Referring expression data
════════════════════

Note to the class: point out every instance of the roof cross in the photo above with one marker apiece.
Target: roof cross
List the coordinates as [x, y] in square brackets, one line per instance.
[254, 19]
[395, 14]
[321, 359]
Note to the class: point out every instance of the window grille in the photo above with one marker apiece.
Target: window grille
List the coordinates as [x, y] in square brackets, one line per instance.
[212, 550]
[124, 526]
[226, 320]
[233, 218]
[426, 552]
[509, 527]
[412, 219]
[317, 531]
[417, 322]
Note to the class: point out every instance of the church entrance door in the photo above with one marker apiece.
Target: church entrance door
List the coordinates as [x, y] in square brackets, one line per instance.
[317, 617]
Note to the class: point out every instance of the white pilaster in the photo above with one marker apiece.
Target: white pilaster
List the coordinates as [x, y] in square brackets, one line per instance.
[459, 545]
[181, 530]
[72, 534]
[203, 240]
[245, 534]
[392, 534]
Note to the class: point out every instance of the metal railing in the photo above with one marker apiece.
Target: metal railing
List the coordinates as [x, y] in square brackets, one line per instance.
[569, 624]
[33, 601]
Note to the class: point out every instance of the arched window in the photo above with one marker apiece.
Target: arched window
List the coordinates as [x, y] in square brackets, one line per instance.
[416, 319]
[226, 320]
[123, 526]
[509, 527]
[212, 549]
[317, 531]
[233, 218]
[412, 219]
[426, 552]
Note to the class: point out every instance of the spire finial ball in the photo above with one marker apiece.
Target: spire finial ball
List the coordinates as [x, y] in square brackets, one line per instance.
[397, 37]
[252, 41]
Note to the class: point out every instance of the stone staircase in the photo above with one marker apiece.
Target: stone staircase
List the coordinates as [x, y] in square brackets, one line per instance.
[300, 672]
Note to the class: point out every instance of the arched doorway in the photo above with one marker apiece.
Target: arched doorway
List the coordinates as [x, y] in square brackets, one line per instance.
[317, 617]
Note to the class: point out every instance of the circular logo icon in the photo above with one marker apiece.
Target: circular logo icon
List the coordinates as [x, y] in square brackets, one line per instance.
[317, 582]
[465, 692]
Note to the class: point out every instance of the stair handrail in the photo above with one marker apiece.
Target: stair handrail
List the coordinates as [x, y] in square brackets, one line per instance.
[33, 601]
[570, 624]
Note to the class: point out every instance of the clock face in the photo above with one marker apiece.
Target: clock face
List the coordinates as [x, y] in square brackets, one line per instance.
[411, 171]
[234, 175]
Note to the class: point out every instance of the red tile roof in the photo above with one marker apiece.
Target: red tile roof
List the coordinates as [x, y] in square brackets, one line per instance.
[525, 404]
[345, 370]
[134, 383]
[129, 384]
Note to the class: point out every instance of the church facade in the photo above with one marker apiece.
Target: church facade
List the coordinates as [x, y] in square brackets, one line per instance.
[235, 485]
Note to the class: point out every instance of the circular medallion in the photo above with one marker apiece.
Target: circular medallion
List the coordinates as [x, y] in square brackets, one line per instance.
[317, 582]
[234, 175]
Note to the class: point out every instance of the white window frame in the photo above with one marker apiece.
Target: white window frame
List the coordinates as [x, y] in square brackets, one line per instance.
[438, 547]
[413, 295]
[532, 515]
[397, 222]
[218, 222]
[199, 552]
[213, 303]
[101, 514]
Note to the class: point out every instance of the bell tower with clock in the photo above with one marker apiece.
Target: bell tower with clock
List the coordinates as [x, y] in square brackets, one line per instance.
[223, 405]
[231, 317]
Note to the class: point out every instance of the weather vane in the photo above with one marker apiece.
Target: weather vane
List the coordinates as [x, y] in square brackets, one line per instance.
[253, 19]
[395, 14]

════════════════════

* Task goal:
Print, without alteration, only the lines above between the one holding "Target: circular logo icon" and the one holding "Target: clock face", inclusive.

* Exercise answer:
Target: circular logo icon
List the coordinates as [x, y] in square brackets, one line per instance.
[317, 582]
[465, 692]
Note to the class: point out every instance of the stair handrail in the photo above with one marker apiece.
Target: stair handrail
List the coordinates as [x, y] in square brackets, one line per instance.
[33, 601]
[570, 624]
Note to the class: point out every instance of the clock face in the photo above with one marker apiece.
Target: clock face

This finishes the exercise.